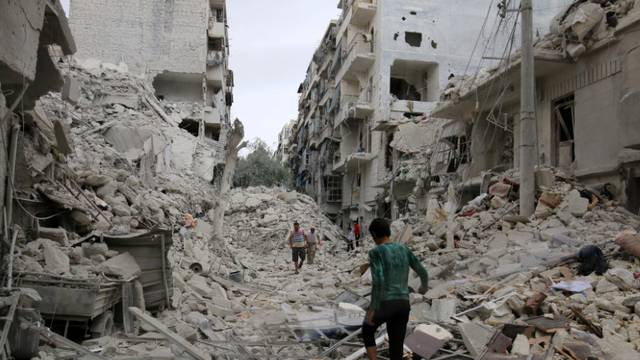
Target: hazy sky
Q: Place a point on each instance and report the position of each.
(271, 45)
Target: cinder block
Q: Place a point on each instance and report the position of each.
(71, 90)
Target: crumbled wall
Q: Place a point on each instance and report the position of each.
(165, 35)
(19, 37)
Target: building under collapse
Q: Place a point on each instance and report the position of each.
(587, 103)
(381, 64)
(182, 45)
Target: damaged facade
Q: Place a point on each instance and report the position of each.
(182, 45)
(587, 76)
(380, 64)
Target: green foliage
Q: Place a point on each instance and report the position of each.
(260, 168)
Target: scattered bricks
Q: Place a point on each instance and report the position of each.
(532, 306)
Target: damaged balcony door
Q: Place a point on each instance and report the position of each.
(563, 127)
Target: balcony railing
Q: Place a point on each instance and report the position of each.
(363, 11)
(216, 29)
(358, 57)
(353, 108)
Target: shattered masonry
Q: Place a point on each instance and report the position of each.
(382, 61)
(115, 248)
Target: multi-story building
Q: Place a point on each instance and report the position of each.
(381, 61)
(282, 152)
(182, 45)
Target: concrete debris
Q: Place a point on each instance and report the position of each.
(576, 30)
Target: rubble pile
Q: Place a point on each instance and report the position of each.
(241, 288)
(566, 278)
(260, 218)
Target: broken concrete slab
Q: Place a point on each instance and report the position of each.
(475, 337)
(123, 265)
(56, 261)
(71, 90)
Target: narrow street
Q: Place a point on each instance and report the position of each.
(142, 221)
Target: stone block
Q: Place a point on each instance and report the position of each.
(475, 337)
(56, 261)
(71, 90)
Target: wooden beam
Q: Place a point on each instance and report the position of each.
(174, 338)
(61, 341)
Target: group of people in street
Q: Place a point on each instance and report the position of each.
(302, 244)
(389, 264)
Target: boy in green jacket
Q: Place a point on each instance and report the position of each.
(389, 263)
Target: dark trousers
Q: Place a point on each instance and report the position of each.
(394, 313)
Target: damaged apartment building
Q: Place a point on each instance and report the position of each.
(383, 63)
(182, 45)
(587, 70)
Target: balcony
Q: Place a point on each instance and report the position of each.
(215, 76)
(363, 11)
(327, 133)
(215, 58)
(353, 162)
(354, 110)
(216, 29)
(212, 117)
(409, 106)
(358, 58)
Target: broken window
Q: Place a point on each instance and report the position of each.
(564, 121)
(403, 90)
(388, 153)
(212, 132)
(413, 38)
(333, 185)
(192, 126)
(216, 44)
(414, 80)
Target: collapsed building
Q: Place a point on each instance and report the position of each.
(113, 246)
(380, 62)
(182, 45)
(587, 92)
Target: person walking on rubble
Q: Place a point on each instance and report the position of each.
(351, 238)
(357, 231)
(389, 263)
(298, 242)
(313, 241)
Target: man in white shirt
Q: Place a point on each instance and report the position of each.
(313, 241)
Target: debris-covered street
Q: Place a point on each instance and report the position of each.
(126, 233)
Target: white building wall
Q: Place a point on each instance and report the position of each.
(449, 31)
(148, 35)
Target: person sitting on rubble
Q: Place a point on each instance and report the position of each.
(389, 263)
(313, 240)
(298, 242)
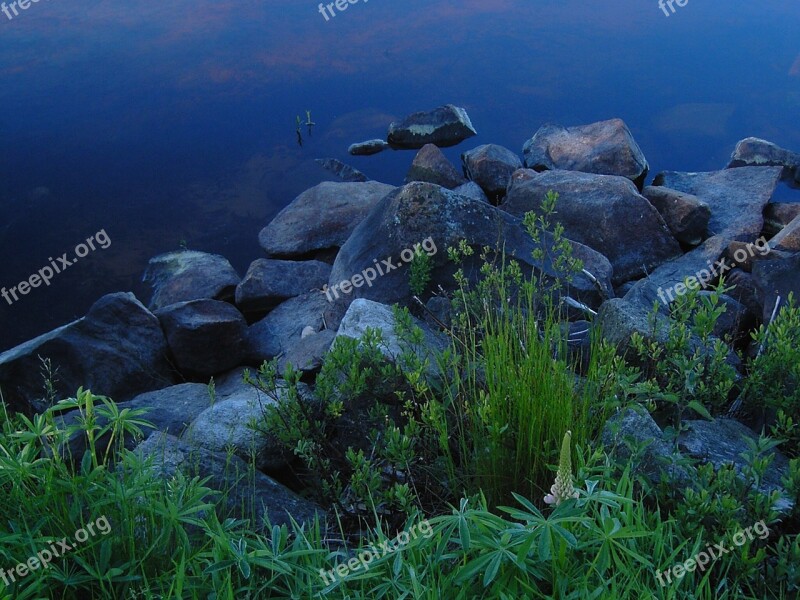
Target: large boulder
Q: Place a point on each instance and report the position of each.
(282, 328)
(431, 165)
(118, 349)
(603, 148)
(755, 152)
(270, 282)
(246, 492)
(736, 197)
(321, 218)
(604, 212)
(444, 126)
(206, 337)
(491, 167)
(685, 215)
(424, 218)
(189, 275)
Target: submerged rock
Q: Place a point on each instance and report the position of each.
(431, 165)
(189, 275)
(736, 197)
(444, 126)
(603, 148)
(320, 218)
(603, 212)
(118, 350)
(368, 148)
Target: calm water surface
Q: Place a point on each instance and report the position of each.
(173, 123)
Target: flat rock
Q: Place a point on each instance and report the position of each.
(431, 165)
(491, 167)
(433, 218)
(603, 212)
(246, 492)
(603, 148)
(320, 218)
(686, 215)
(189, 275)
(206, 337)
(736, 197)
(368, 148)
(269, 282)
(444, 126)
(118, 350)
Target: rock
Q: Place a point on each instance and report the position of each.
(364, 314)
(118, 350)
(472, 190)
(633, 428)
(444, 126)
(603, 212)
(431, 165)
(667, 282)
(282, 328)
(722, 441)
(491, 167)
(246, 492)
(736, 197)
(685, 215)
(321, 218)
(774, 278)
(368, 148)
(755, 152)
(788, 238)
(270, 282)
(206, 337)
(237, 421)
(604, 148)
(432, 217)
(170, 410)
(779, 215)
(341, 170)
(189, 275)
(308, 353)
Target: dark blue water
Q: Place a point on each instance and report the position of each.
(173, 123)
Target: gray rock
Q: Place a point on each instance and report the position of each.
(246, 492)
(270, 282)
(430, 216)
(737, 197)
(755, 152)
(444, 126)
(472, 190)
(633, 428)
(722, 442)
(685, 215)
(206, 337)
(341, 170)
(321, 218)
(368, 148)
(282, 329)
(603, 212)
(118, 350)
(491, 167)
(431, 165)
(189, 275)
(604, 148)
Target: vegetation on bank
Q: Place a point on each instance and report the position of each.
(467, 439)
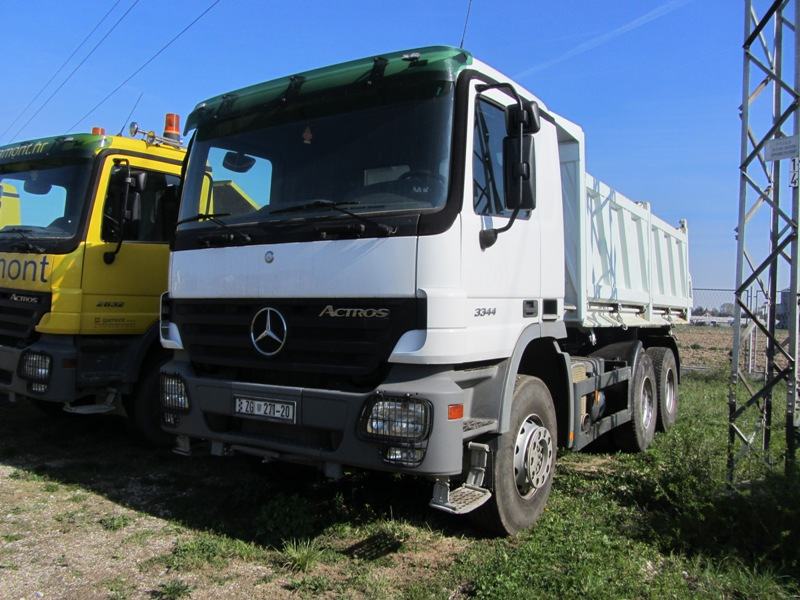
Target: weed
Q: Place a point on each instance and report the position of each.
(172, 590)
(115, 522)
(313, 584)
(23, 475)
(118, 588)
(301, 555)
(209, 549)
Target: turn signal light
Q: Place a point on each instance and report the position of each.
(455, 412)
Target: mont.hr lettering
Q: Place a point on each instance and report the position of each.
(25, 270)
(23, 149)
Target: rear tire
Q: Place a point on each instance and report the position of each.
(145, 409)
(636, 434)
(523, 462)
(666, 370)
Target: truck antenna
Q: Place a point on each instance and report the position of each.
(130, 114)
(466, 22)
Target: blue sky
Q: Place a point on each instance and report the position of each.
(654, 83)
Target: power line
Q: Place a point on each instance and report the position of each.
(59, 69)
(466, 22)
(147, 62)
(78, 66)
(135, 104)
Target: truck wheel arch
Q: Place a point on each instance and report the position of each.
(144, 353)
(538, 354)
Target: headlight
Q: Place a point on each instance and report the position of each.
(173, 394)
(397, 419)
(35, 366)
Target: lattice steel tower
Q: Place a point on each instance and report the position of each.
(767, 239)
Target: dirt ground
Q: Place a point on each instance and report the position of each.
(86, 512)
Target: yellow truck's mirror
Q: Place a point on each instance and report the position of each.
(238, 162)
(37, 187)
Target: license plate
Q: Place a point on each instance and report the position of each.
(273, 410)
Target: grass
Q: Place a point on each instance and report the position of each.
(115, 522)
(657, 524)
(209, 549)
(301, 555)
(172, 590)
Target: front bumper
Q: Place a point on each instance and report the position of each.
(327, 425)
(61, 386)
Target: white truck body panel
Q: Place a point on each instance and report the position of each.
(623, 265)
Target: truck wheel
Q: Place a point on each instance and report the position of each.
(145, 409)
(666, 371)
(524, 461)
(636, 434)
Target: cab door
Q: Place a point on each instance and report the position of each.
(121, 295)
(502, 282)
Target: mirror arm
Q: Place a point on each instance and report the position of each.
(487, 237)
(110, 257)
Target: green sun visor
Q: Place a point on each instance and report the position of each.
(79, 145)
(441, 62)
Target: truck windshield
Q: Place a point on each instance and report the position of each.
(377, 151)
(42, 201)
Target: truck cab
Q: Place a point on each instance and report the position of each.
(85, 225)
(428, 282)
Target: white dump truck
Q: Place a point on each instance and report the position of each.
(425, 280)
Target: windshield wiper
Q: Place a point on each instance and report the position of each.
(383, 228)
(215, 218)
(25, 239)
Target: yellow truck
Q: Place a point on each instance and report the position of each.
(85, 226)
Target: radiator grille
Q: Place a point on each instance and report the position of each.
(217, 336)
(20, 312)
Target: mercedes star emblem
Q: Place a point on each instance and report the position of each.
(268, 331)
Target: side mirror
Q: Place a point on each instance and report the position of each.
(138, 181)
(527, 116)
(37, 188)
(518, 172)
(238, 162)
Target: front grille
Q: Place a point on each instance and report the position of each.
(20, 312)
(318, 349)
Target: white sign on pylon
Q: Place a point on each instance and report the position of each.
(782, 148)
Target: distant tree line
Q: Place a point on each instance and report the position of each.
(725, 310)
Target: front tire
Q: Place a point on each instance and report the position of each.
(145, 409)
(636, 434)
(524, 461)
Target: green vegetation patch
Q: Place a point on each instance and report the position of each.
(211, 549)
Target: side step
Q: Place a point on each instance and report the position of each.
(89, 409)
(469, 496)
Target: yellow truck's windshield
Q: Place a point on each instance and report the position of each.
(43, 200)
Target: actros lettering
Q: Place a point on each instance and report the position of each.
(364, 313)
(26, 270)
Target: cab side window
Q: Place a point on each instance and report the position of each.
(487, 159)
(151, 213)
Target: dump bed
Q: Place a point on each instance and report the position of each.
(624, 265)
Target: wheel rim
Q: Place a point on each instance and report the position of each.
(533, 456)
(648, 402)
(670, 395)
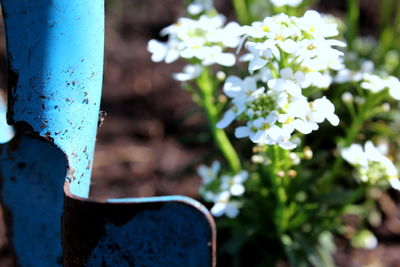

* _Exercise instructions_:
The lines to set down run from the line with "Target: broken window" up to and including the line with "Target: rock" in the entries above. Reproduce them exactly, with no pictures.

* _Answer to this exercise_:
Target: broken window
Q: Place a point on each instance and report the position of each.
(564, 121)
(403, 90)
(388, 153)
(212, 132)
(413, 38)
(333, 185)
(192, 126)
(216, 44)
(414, 80)
Target: collapsed building
Q: Place a point on each instance and report the position of each.
(113, 246)
(380, 62)
(182, 45)
(587, 92)
Target: person walking on rubble
Q: Place a point on each instance and report the position of each.
(351, 238)
(357, 231)
(389, 263)
(298, 242)
(313, 241)
Target: man in white shirt
Q: Place a point on each instance and report the position of each.
(313, 241)
Target: debris-covered street
Q: Place a point on each instance and report the position of each.
(126, 233)
Target: white building wall
Q: Place a point on each instance and report the position of each.
(449, 31)
(148, 35)
Target: person sitting on rubble
Q: Place a point on each instance and report the position of each.
(389, 263)
(313, 240)
(298, 242)
Target: large boulder
Q: Place a point on each instance and report the position of each.
(282, 328)
(431, 165)
(118, 349)
(603, 148)
(755, 152)
(270, 282)
(246, 492)
(736, 197)
(321, 218)
(604, 212)
(444, 126)
(206, 337)
(491, 167)
(685, 215)
(424, 218)
(189, 275)
Target: submerged rock
Q: Place a point on each instance and report the position of each.
(431, 165)
(189, 275)
(736, 197)
(444, 126)
(603, 148)
(320, 218)
(603, 212)
(118, 350)
(368, 148)
Target: calm water surface
Q: Place a point on each instance and report the position of each.
(173, 123)
Target: flat rock
Q: Place a point on each instance and report the position of each.
(431, 165)
(491, 167)
(433, 218)
(603, 212)
(246, 492)
(603, 148)
(320, 218)
(686, 215)
(189, 275)
(206, 337)
(736, 197)
(368, 148)
(269, 282)
(444, 126)
(118, 350)
Target: rock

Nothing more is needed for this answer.